====== Text provided ======

U.S. Securities and Exchange Commission

Division of Corporation Finance

Office of Trade & Services

100 F Street, N.E.

Washington, D.C. 20549

Attn: Keira Nakada and Linda Cvrkel

 

Re:

Repay Holdings Corporation

Form 10-K for the Fiscal Year Ended December 31, 2022

Filed March 1, 2023

File No. 001-38531

Ladies and Gentlemen:

On behalf of Repay Holdings Corporation (the “Company” or “Repay”), we are submitting our response to the comment received from the staff (the “Staff”) of the Securities and Exchange Commission’s (the “Commission”) Division of Corporation Finance (the “Division”) by letter dated October 2, 2023, with respect to the Form 10-K for the fiscal year ended December 31, 2022, filed with the Commission on March 1, 2023 (the “Form 10-K”), File No. 001-38531.

For your convenience, our responses are prefaced by the exact text of the Staff’s comments in bold, italicized text.

====== Stored records ======

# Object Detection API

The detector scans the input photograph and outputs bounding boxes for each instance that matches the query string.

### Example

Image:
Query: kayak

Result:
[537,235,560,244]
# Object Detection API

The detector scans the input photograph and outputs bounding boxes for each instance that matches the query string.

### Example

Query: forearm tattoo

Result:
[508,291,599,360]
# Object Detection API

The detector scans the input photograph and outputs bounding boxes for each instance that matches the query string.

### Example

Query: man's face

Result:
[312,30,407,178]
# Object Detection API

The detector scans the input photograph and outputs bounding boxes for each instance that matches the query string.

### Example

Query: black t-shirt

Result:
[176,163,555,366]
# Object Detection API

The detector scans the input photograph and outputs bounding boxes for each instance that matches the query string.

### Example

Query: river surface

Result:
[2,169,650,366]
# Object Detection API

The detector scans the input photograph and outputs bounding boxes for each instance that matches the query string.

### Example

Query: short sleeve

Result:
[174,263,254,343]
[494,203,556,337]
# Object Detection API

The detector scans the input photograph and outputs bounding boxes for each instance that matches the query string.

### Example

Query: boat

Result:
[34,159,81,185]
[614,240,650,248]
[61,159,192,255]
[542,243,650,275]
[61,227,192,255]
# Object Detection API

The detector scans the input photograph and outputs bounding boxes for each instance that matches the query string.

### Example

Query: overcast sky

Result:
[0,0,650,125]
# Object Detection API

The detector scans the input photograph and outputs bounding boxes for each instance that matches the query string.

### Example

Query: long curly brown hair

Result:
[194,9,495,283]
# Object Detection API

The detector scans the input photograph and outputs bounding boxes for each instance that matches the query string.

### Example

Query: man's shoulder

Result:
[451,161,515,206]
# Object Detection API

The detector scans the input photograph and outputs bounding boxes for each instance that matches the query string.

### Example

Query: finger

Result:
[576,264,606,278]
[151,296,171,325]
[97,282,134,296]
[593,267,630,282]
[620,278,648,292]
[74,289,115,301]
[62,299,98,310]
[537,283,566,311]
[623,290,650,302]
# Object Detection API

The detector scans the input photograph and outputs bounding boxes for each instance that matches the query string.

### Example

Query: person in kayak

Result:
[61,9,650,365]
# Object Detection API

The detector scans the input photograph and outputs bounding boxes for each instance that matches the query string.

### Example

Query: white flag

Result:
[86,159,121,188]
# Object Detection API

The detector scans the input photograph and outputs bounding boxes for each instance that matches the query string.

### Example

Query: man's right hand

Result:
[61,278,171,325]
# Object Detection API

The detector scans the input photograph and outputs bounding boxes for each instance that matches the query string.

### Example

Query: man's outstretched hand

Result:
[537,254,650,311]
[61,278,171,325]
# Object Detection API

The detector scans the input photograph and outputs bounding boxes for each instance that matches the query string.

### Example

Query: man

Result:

======

# Problems
A. Condense the paragraph of the letter to the SEC that begins "On behalf of Repay Holdings Corporation" into a short bulleted list that keeps its main facts.
B. Answer these questions using only the letter to the SEC:
(i) To whose attention is the letter addressed?
(ii) On what date was the Staff's letter containing the comment sent?
(iii) How is the text of the Staff's comments presented in the responses?
C. Pick up the letter to the SEC directly after its final sentence and write the next part of it.

# Solved tasks
A.
- Submitted on behalf of Repay Holdings Corporation.
- Responds to a comment from the staff of the SEC's Division of Corporation Finance.
- The comment came in a letter dated October 2, 2023.
- It concerns the Form 10-K for the fiscal year ended December 31, 2022, filed March 1, 2023.
- File No. 001-38531.

B.
(i) Keira Nakada and Linda Cvrkel.
(ii) October 2, 2023.
(iii) In bold, italicized text.

C.
Form 10-K for the Fiscal Year Ended December 31, 2022

Item 7. Management’s Discussion and Analysis of Financial Condition and Results of Operations Non-GAAP Financial Measures, page 45

1. We note that you adjust for “Other non-recurring charges” in calculating your adjusted EBITDA and adjusted net income, which include “one-time settlement payments to certain clients and partners” and “non-recurring performance incentives to employees.” Please tell us the nature and the amounts of these adjustments and explain in further detail why you believe it is appropriate to eliminate these amounts in determining adjusted EBITDA and adjusted net income.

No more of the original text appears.